- Stated exercise
Return every line of the listing that holds the string "hand".

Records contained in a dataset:
▶
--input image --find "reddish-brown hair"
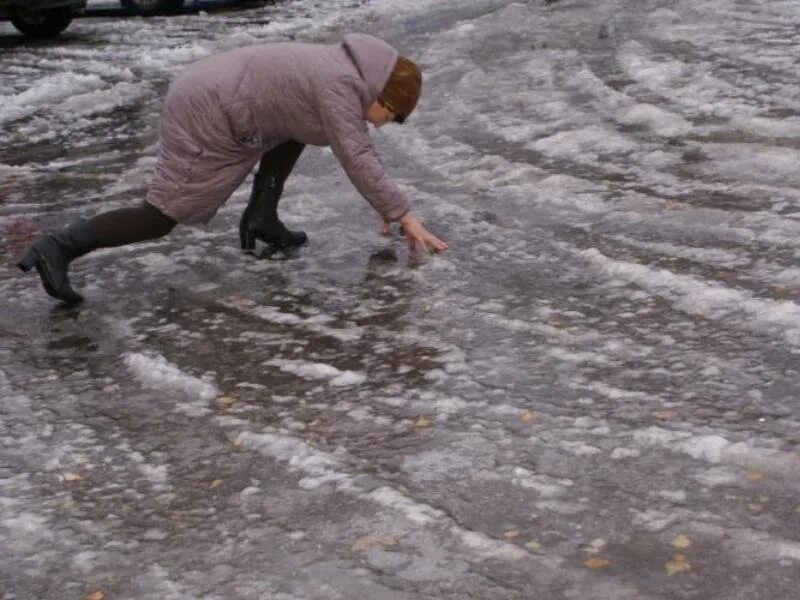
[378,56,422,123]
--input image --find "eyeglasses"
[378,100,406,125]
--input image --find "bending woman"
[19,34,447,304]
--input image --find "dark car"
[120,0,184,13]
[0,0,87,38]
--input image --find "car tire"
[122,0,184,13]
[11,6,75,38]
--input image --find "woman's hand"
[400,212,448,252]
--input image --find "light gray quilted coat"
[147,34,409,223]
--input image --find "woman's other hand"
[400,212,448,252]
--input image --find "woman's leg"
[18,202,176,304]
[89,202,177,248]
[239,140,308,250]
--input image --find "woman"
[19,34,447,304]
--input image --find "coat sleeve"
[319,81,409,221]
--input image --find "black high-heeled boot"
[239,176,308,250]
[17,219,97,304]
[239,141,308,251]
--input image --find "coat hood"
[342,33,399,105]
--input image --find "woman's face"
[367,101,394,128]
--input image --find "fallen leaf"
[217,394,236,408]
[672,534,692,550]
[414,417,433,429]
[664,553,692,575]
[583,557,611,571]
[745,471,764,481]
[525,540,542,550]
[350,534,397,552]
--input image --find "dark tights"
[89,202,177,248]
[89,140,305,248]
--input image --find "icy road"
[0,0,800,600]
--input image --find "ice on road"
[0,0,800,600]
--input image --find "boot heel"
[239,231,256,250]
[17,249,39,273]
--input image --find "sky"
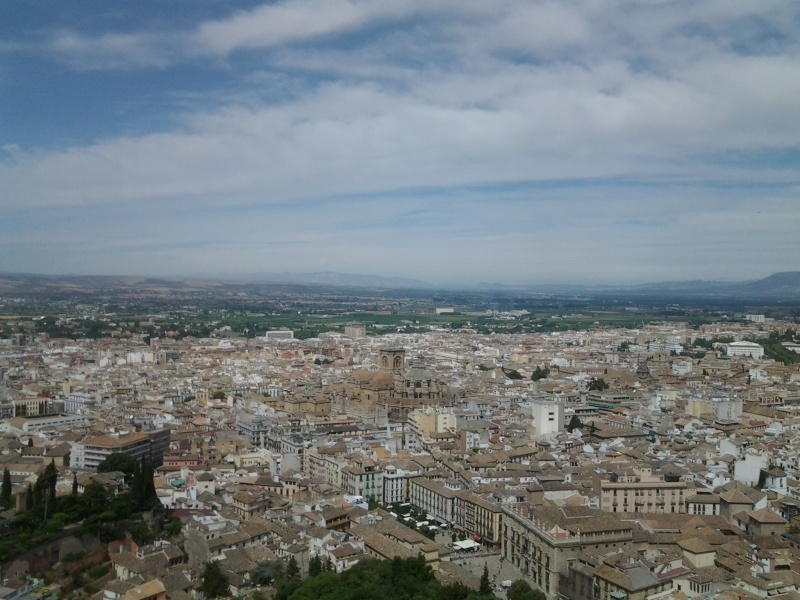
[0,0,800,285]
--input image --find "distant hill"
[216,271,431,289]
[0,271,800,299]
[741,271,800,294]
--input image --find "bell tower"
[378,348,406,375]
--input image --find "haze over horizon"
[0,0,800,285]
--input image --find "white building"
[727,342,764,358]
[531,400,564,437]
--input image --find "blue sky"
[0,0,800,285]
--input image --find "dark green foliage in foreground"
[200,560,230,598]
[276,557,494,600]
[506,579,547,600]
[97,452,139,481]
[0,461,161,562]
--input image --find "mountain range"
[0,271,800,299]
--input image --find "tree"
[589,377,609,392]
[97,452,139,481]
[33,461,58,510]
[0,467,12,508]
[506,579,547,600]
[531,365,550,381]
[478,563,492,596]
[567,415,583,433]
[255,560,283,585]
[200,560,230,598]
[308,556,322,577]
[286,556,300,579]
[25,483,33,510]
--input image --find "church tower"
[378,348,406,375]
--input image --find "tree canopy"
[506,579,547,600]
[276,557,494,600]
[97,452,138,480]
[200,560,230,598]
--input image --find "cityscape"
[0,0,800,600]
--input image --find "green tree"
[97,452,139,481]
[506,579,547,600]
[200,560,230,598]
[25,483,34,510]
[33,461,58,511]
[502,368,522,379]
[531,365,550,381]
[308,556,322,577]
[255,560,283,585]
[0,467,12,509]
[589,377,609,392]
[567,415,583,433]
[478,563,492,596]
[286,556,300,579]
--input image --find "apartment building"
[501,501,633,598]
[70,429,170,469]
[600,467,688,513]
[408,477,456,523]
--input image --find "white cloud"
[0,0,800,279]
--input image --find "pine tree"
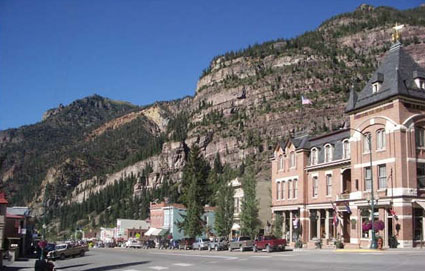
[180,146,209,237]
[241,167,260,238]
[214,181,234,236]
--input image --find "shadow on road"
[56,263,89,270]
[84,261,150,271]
◀
▶
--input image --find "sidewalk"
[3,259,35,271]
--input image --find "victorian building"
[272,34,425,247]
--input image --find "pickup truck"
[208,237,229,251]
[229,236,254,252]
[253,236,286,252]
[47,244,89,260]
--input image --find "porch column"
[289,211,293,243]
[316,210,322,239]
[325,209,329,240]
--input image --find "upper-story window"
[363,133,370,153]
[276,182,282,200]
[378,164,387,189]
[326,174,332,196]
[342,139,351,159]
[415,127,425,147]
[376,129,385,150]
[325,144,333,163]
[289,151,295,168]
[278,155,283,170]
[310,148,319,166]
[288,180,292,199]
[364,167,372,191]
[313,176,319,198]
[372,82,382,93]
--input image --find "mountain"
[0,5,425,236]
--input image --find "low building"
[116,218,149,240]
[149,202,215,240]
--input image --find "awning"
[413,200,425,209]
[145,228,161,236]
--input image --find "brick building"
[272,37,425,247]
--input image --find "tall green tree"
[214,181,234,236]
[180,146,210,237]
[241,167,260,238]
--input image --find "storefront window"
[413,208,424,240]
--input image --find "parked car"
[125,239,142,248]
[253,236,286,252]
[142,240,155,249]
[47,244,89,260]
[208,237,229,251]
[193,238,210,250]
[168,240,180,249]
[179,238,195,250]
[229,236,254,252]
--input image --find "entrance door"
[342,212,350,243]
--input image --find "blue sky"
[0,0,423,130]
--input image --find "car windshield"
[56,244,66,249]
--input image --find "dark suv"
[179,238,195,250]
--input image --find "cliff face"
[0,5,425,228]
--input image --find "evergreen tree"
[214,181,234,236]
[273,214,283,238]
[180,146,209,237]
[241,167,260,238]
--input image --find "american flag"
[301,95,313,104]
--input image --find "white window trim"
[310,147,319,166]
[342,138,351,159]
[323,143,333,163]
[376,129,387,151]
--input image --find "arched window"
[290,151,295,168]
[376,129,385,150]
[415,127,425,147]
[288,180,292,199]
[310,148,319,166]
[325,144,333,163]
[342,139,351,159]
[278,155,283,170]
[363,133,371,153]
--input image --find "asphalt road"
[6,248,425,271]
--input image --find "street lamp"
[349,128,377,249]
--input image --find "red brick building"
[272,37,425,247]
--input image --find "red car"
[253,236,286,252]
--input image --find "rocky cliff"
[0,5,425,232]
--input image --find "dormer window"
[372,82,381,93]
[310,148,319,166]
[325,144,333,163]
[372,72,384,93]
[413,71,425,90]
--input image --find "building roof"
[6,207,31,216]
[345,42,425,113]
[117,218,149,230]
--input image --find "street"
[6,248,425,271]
◀
- Task answer
--input image --find "woman's hand"
--input image --find "woman's other hand"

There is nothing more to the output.